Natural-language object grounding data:
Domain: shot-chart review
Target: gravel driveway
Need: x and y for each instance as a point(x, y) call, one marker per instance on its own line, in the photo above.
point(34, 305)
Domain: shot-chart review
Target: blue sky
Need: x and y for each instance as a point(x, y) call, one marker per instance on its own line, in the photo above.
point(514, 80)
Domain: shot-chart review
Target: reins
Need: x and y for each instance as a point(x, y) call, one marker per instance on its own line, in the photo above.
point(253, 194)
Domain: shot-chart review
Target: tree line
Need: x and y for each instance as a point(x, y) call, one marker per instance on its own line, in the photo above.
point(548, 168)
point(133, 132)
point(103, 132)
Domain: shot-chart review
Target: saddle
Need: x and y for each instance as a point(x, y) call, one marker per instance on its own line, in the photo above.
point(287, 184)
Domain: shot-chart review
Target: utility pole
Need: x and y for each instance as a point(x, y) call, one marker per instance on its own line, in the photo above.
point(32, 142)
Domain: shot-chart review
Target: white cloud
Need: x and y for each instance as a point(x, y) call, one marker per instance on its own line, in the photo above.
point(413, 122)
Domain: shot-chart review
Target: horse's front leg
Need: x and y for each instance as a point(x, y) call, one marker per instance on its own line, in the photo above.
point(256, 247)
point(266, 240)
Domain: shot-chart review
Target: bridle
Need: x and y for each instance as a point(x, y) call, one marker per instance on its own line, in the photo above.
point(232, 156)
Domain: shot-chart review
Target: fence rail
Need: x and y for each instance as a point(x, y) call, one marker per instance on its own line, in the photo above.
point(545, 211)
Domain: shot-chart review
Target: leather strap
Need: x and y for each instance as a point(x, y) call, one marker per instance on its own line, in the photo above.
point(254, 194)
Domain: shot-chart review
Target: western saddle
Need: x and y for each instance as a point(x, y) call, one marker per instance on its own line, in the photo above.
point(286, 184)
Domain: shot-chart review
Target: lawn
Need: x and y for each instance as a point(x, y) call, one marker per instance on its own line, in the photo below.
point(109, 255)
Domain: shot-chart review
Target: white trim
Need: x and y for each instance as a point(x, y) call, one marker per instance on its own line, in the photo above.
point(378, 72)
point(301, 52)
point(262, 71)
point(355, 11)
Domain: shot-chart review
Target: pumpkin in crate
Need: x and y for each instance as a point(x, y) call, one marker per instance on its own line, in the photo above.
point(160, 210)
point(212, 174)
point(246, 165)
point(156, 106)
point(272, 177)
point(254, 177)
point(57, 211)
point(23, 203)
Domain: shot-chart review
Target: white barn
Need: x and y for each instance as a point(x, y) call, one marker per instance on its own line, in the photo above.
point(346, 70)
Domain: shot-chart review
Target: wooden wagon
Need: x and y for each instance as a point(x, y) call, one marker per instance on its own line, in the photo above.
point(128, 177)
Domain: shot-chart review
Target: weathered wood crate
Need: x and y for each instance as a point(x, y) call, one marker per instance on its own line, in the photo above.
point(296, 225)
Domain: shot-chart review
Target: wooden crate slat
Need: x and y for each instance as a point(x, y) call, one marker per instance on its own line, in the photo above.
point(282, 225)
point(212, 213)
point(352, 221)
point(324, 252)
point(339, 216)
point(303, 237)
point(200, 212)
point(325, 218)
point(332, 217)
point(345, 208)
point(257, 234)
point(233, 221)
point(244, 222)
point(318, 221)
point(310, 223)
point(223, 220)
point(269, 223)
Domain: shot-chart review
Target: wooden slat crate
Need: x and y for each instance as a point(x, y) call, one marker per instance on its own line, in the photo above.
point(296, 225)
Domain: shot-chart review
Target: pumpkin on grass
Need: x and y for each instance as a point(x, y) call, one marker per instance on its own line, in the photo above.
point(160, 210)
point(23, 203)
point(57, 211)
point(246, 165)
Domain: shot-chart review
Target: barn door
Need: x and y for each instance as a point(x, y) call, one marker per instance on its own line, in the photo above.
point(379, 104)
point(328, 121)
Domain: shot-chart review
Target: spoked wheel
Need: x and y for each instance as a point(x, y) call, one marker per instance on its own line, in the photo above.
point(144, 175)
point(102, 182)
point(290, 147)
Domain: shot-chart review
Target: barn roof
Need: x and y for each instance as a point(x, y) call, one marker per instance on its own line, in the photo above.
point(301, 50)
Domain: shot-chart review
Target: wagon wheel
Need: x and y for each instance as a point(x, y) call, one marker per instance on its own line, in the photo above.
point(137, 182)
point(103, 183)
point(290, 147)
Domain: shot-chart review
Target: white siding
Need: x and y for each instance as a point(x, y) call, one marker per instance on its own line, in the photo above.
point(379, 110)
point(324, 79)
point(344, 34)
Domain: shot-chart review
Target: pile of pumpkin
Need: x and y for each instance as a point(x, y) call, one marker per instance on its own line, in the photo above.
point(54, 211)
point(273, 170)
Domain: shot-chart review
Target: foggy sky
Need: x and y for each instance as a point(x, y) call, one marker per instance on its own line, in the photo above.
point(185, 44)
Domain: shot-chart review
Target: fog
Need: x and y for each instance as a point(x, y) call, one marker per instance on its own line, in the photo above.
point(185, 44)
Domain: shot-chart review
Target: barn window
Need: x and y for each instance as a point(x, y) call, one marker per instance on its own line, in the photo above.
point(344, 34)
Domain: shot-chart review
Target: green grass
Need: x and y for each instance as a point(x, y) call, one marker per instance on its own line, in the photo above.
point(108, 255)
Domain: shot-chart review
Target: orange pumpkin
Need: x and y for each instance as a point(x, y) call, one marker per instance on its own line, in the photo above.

### EXERCISE REQUIREMENTS:
Please show all lines from the entries that contain the word "wheel".

### RESPONSE TO THE TASK:
Target: spoked wheel
Target: wagon wheel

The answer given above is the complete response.